***** DATA FOR THIS EXERCISE *****

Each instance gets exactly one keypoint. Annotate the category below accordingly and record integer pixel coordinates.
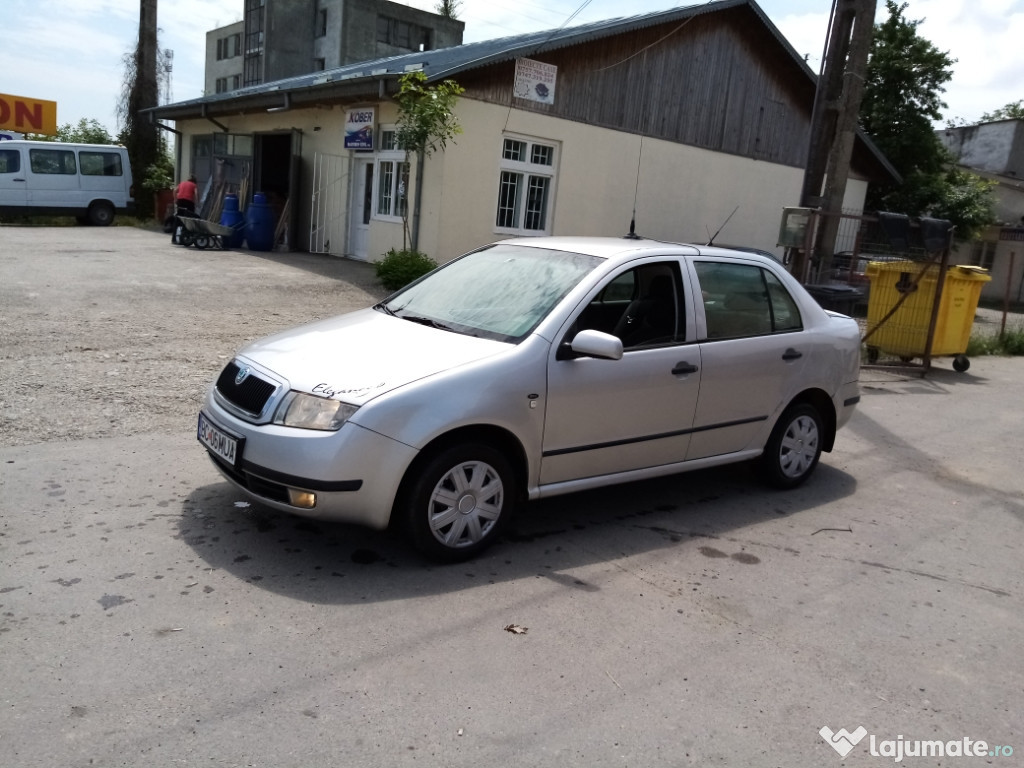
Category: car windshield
(501, 292)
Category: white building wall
(681, 193)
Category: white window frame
(388, 162)
(526, 172)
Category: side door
(606, 416)
(13, 185)
(53, 179)
(102, 176)
(360, 209)
(753, 352)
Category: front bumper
(351, 475)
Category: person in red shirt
(185, 196)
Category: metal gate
(329, 219)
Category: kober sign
(28, 115)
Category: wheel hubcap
(465, 504)
(800, 446)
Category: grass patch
(398, 268)
(1009, 343)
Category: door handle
(684, 368)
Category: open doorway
(275, 174)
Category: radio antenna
(711, 241)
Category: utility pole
(834, 123)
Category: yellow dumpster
(905, 333)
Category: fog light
(302, 499)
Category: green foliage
(448, 8)
(1010, 343)
(160, 175)
(398, 268)
(967, 200)
(84, 132)
(906, 75)
(426, 113)
(1013, 111)
(905, 78)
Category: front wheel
(100, 214)
(794, 448)
(459, 501)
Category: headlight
(309, 412)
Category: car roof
(622, 249)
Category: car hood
(357, 356)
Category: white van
(89, 181)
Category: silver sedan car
(532, 368)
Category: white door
(360, 209)
(13, 187)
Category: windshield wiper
(425, 322)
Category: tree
(1013, 111)
(426, 123)
(85, 132)
(902, 98)
(448, 8)
(906, 75)
(141, 91)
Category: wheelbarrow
(203, 233)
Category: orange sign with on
(28, 115)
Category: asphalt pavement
(151, 616)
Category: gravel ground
(108, 332)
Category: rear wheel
(794, 448)
(459, 501)
(100, 214)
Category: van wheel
(459, 501)
(100, 214)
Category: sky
(73, 52)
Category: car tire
(794, 448)
(100, 214)
(459, 501)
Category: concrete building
(995, 152)
(689, 118)
(280, 39)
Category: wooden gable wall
(721, 82)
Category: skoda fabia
(531, 368)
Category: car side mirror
(597, 344)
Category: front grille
(251, 395)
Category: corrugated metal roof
(365, 77)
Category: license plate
(218, 441)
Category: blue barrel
(232, 217)
(259, 224)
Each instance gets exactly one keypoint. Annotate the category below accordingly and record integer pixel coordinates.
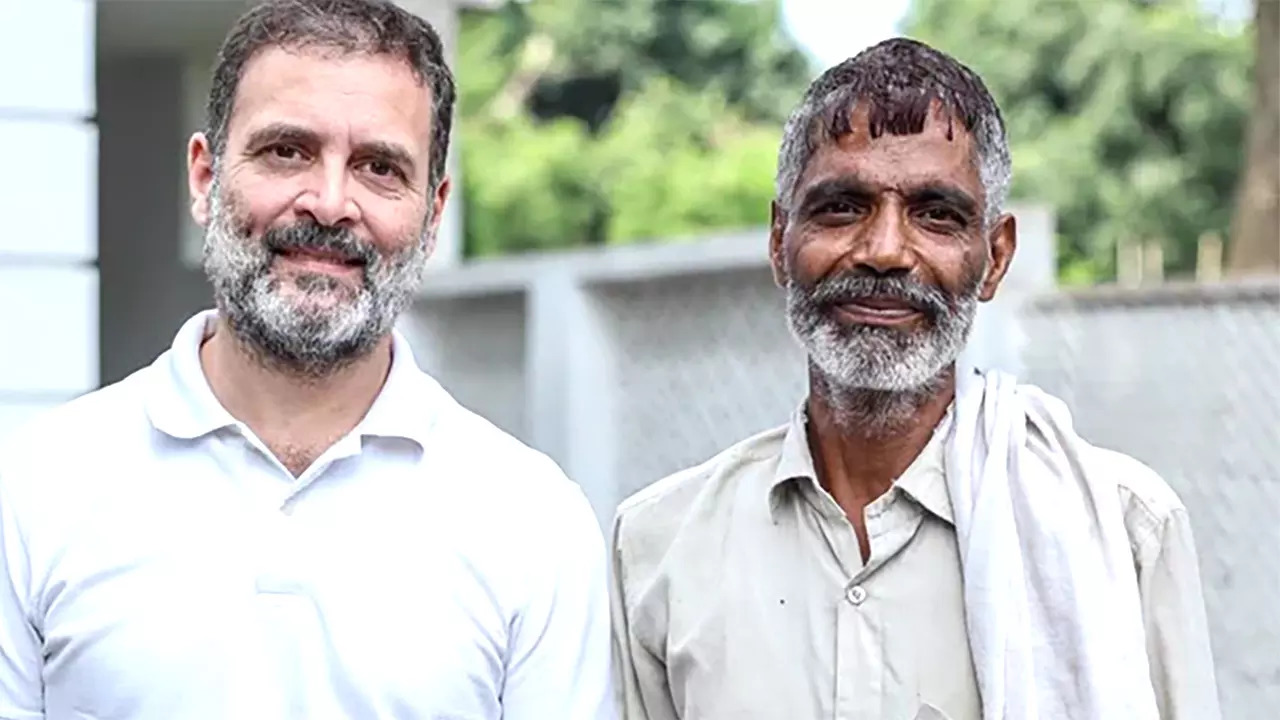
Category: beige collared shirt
(740, 593)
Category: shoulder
(515, 484)
(703, 497)
(1147, 501)
(497, 458)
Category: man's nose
(328, 197)
(881, 246)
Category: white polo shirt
(160, 564)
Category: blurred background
(602, 287)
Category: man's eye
(839, 208)
(284, 151)
(383, 169)
(941, 215)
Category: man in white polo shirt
(283, 516)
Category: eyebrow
(289, 133)
(855, 187)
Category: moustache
(846, 288)
(314, 237)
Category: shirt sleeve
(640, 677)
(21, 652)
(1178, 643)
(560, 665)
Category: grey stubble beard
(874, 378)
(298, 331)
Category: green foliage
(593, 122)
(1127, 115)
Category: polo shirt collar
(181, 404)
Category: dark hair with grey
(899, 81)
(371, 27)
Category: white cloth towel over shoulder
(1050, 588)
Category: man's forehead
(944, 150)
(321, 90)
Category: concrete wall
(146, 290)
(49, 337)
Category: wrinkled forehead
(899, 146)
(332, 91)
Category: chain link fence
(1188, 381)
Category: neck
(862, 441)
(296, 415)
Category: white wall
(49, 328)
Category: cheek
(394, 228)
(260, 205)
(814, 255)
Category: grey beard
(876, 378)
(286, 331)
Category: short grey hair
(370, 27)
(899, 80)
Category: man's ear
(437, 200)
(1002, 241)
(777, 228)
(200, 176)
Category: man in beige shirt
(816, 570)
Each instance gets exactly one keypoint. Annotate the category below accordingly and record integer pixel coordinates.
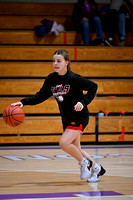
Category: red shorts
(80, 127)
(77, 124)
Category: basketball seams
(10, 116)
(13, 116)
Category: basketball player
(67, 88)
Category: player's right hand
(17, 104)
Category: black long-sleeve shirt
(67, 90)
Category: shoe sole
(107, 43)
(101, 173)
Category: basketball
(13, 115)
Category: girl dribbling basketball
(67, 88)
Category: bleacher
(26, 60)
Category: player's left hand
(78, 107)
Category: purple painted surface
(58, 195)
(35, 148)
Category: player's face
(60, 64)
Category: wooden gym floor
(47, 173)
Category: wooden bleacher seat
(31, 86)
(112, 104)
(64, 38)
(87, 69)
(41, 130)
(110, 128)
(77, 53)
(26, 60)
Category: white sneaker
(97, 171)
(84, 171)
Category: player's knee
(62, 144)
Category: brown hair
(65, 54)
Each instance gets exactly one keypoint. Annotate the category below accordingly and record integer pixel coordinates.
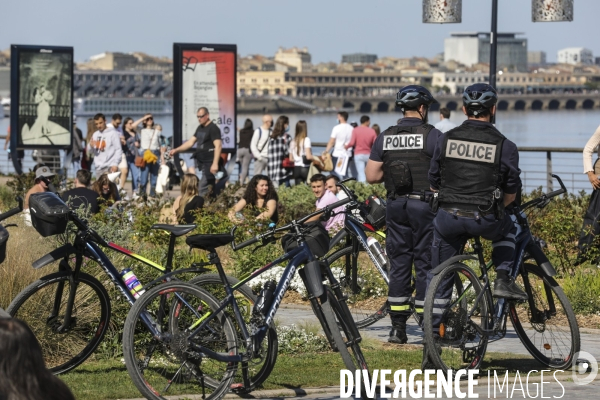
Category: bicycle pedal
(238, 388)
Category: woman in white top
(300, 151)
(591, 223)
(149, 140)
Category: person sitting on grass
(188, 201)
(260, 194)
(81, 195)
(107, 191)
(318, 184)
(23, 374)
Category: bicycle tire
(547, 352)
(342, 335)
(449, 347)
(362, 317)
(34, 306)
(213, 284)
(176, 366)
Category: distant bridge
(523, 102)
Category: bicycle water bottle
(377, 251)
(132, 283)
(265, 298)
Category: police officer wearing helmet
(476, 171)
(400, 158)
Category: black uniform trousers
(449, 237)
(408, 241)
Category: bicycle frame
(296, 257)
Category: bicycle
(175, 352)
(472, 319)
(354, 273)
(69, 311)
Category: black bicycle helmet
(479, 97)
(412, 96)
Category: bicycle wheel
(42, 305)
(342, 335)
(260, 369)
(364, 308)
(457, 344)
(546, 323)
(167, 365)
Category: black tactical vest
(470, 167)
(405, 161)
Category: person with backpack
(259, 145)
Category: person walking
(445, 125)
(208, 151)
(106, 147)
(340, 136)
(591, 219)
(244, 153)
(400, 159)
(260, 144)
(278, 150)
(301, 152)
(474, 188)
(362, 141)
(149, 142)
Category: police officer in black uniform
(475, 170)
(400, 158)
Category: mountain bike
(471, 318)
(197, 349)
(357, 272)
(69, 311)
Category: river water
(556, 129)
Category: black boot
(398, 332)
(508, 289)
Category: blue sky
(329, 28)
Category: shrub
(583, 291)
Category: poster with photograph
(42, 87)
(205, 76)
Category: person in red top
(362, 140)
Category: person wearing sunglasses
(208, 151)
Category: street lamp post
(450, 11)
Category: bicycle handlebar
(13, 211)
(546, 197)
(287, 227)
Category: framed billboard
(41, 97)
(205, 76)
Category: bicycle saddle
(209, 242)
(176, 230)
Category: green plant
(583, 290)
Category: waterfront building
(109, 61)
(541, 80)
(295, 57)
(469, 48)
(264, 83)
(359, 58)
(575, 55)
(536, 58)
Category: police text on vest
(473, 151)
(402, 142)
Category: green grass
(109, 379)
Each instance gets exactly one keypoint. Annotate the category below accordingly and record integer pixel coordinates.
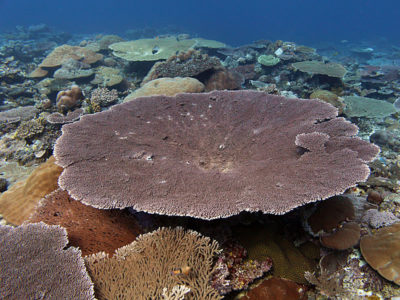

*****

YOUR INSTRUCTIONS:
Pull out every line of the listing above that contains the string "polo". Letter case counts, so uppercase and lowercase are treated as different.

THE SOLUTION:
Category: white polo shirt
Category: man in white polo shirt
Category: polo shirt collar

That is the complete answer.